-------- Given information --------

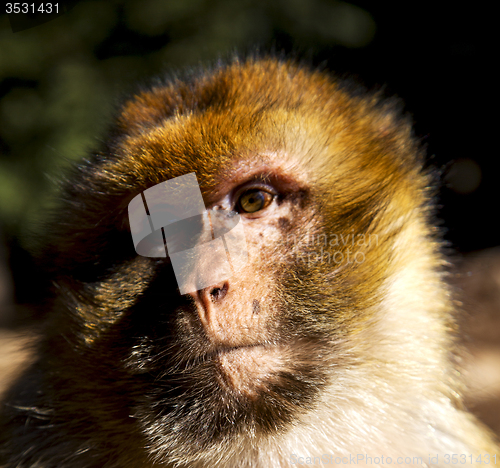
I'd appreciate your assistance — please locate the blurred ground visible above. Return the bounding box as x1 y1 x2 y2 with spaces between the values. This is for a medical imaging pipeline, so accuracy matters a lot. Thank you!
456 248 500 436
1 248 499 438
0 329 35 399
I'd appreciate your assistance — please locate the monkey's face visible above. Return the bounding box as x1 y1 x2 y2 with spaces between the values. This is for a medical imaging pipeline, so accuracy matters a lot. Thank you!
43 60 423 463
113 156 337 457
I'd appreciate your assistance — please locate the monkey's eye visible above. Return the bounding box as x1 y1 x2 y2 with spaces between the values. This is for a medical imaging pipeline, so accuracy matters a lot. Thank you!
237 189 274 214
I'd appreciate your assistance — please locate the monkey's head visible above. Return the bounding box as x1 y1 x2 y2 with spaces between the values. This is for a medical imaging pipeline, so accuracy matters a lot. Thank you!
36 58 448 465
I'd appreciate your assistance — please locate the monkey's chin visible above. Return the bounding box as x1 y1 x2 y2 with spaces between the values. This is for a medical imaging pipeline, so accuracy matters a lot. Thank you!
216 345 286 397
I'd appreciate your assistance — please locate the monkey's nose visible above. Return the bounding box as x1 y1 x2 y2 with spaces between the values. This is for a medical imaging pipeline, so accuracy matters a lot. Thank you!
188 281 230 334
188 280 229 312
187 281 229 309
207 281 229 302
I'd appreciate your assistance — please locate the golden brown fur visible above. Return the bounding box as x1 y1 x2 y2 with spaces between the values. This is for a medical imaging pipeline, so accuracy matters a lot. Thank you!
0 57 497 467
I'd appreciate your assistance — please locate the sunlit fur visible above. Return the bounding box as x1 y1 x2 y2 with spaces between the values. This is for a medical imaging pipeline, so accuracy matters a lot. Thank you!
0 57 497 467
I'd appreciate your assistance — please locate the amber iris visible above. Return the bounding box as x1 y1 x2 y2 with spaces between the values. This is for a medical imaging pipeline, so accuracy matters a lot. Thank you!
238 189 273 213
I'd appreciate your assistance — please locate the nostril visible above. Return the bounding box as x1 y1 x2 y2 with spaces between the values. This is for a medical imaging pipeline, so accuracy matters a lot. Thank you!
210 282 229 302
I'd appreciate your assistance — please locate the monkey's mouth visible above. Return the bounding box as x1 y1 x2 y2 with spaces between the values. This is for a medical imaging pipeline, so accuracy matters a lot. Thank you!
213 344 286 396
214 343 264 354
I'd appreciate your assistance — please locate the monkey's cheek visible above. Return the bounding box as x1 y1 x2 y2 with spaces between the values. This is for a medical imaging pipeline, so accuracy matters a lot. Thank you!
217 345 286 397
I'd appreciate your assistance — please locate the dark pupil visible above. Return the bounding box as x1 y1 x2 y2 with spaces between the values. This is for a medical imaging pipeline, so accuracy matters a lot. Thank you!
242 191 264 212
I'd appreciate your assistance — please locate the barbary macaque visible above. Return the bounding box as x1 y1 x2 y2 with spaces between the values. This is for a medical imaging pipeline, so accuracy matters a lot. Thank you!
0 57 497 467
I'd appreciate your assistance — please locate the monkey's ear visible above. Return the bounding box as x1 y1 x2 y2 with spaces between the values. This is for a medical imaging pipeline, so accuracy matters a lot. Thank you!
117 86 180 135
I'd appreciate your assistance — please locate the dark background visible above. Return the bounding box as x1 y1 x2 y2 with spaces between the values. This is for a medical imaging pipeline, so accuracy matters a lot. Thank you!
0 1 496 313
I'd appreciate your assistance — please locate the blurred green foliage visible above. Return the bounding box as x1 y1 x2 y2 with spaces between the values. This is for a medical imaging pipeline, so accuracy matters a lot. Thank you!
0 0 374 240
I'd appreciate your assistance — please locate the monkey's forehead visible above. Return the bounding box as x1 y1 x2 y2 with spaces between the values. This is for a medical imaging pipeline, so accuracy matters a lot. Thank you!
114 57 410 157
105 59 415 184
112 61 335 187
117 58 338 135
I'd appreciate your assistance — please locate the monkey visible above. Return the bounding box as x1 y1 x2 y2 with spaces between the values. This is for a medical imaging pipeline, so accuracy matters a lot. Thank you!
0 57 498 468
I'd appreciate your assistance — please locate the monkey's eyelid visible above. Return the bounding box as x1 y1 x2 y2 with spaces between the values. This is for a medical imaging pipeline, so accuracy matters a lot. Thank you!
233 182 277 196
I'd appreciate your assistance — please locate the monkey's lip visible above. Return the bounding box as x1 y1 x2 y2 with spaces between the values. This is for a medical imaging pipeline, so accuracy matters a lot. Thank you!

--------

What is expected: Copy out the material exactly as it stands, though no picture should appear in the copy.

Answer to this exercise:
I'd appreciate your assistance — please locate the blurred ground visible above. Return the bounding box as x1 y1 x2 y2 with spaces between the values. This is for a medical imaging pipeline, so accuracy matters a lot. Thank you!
456 248 500 436
1 248 499 438
0 329 35 399
I'd appreciate your assistance — please locate the monkey's face visible above. Return the bounding box as x1 y1 x2 y2 with spaces between the values. This is for a medical imaging pipeline, so accuracy matters a lot. Thank you!
43 60 423 463
113 156 337 457
I'd appreciate your assistance — please locate the monkey's eye visible above. Return the bounding box as x1 y1 x2 y2 with spaces between the values. This is for a medical imaging pipeline, so accuracy matters a lot. Thank you!
237 189 274 214
I'd appreciate your assistance — please locate the monkey's head visible above. Return the bounding box as x1 y1 x2 y2 with spaces between the values. This is for a medical imaging pipeline, so accuracy matters a lot. Thank you!
36 58 448 465
I'd appreciate your assistance — please locate the monkey's chin visible above. Return the bounding box as x1 y1 x2 y2 with spaces between the values. This is for a medical imaging pipeline, so accuracy matters a lot. Thank you!
216 345 286 397
I'd appreciate your assistance — please locate the monkey's nose visible above. Return the bounding box as x1 y1 x2 y2 with spaces between the values. This is for a medical imaging pipeline, so accuracy matters a lot. Thank you!
188 281 230 334
188 280 229 312
187 281 229 309
207 281 229 302
I'd appreciate your assistance — please locate the golden brown fur visible above. Return the bounding box as x1 y1 x2 y2 with spaces between the values. This is for a medical imaging pipeline, so accuracy matters a lot. Thank you!
0 57 497 467
I'd appreciate your assistance — please locate the sunlit fur visible above. Return the bounding box as x1 y1 x2 y2 with spaces between the values. This is for a medical imaging pipeline, so accuracy matters a lot. Thank you!
0 57 497 467
I'd appreciate your assistance — please locate the amber iris visible above. Return the bounding box as x1 y1 x2 y2 with spaces between the values. This is for a medical imaging pipeline, so accuracy matters a lot. Thank you!
238 189 273 213
I'd appreciate your assistance — please locate the nostril visible above. Return the bounding box as x1 y1 x2 y2 with spaces between the values. This is for a medical imaging pipeline, so accuracy matters a lot. Thank you!
210 282 229 302
I'd appreciate your assistance — please locate the monkey's mouth visible above. Return the bounding box as x1 y1 x2 y2 with spaces between the values. This is for a medical imaging pipeline, so accuracy matters a lot. Thank you!
213 344 286 396
214 343 264 354
I'd appreciate your assistance — please locate the monkey's cheek visible above. Return the bounding box as x1 y1 x2 y2 with spaces between the values. This is for a medical imaging pipeline, so accuracy matters a lot. Thank you!
217 345 286 397
I'd appreciate your assistance — please locate the dark pupil visible above. Return the bounding box as x1 y1 x2 y2 with spaces between the values. This is for a medical imaging pipeline, so accuracy matters a lot. Thank you!
242 191 264 212
I'd appreciate your assistance — please locate the barbary macaque visible above. Return the bounding box as x1 y1 x2 y2 with spaces between the values. This is for a medical imaging pipeline, so accuracy matters a lot. Thank you!
0 57 497 467
I'd appreciate your assistance — please locate the monkey's ear visible above. Return the bounding box as x1 y1 x2 y2 with spaces between the values. This is for a medical imaging pipeline, so accuracy matters a lot. Thank you!
117 86 180 135
I'd appreciate your assistance — please locate the dark background visible above. Return the bounding box as x1 y1 x2 y2 with spaces between the values. This is for a medical imaging pipeline, so accuracy matters a lot. Thank you!
0 1 496 313
I'd appreciate your assistance — please locate the blurred green foliage visible above. Return the bounding box as x1 y1 x2 y2 with spaces between the values. This is for a medical imaging pipeline, so accuracy matters a lot. Thank you!
0 0 374 240
I'd appreciate your assistance — please locate the monkey's forehead visible above. Return the bounding box as x1 y1 x2 y2 with spaces between the values. This is for a medical imaging pipeline, so accuracy matters a lot. Thank you!
114 57 410 157
105 59 415 184
112 61 335 187
117 58 338 135
I'd appreciate your assistance — please locate the monkey visible above. Return the bounding box as x1 y1 x2 y2 with spaces between the values. This is for a medical imaging pipeline, so accuracy matters a lot. Thank you!
0 57 498 468
I'd appreciate your assistance — please locate the monkey's eyelid visible above. Return the bounding box as x1 y1 x2 y2 with spaces between the values. This is for a medical imaging pipeline, so accuracy matters a lot. Thank you!
233 182 277 196
I'd appreciate your assistance — please locate the monkey's lip visible above. Return the bounding box as x1 y1 x2 y2 with spaces between the values. This is for a medical imaging pipeline, so accuracy matters a lot. Thank you!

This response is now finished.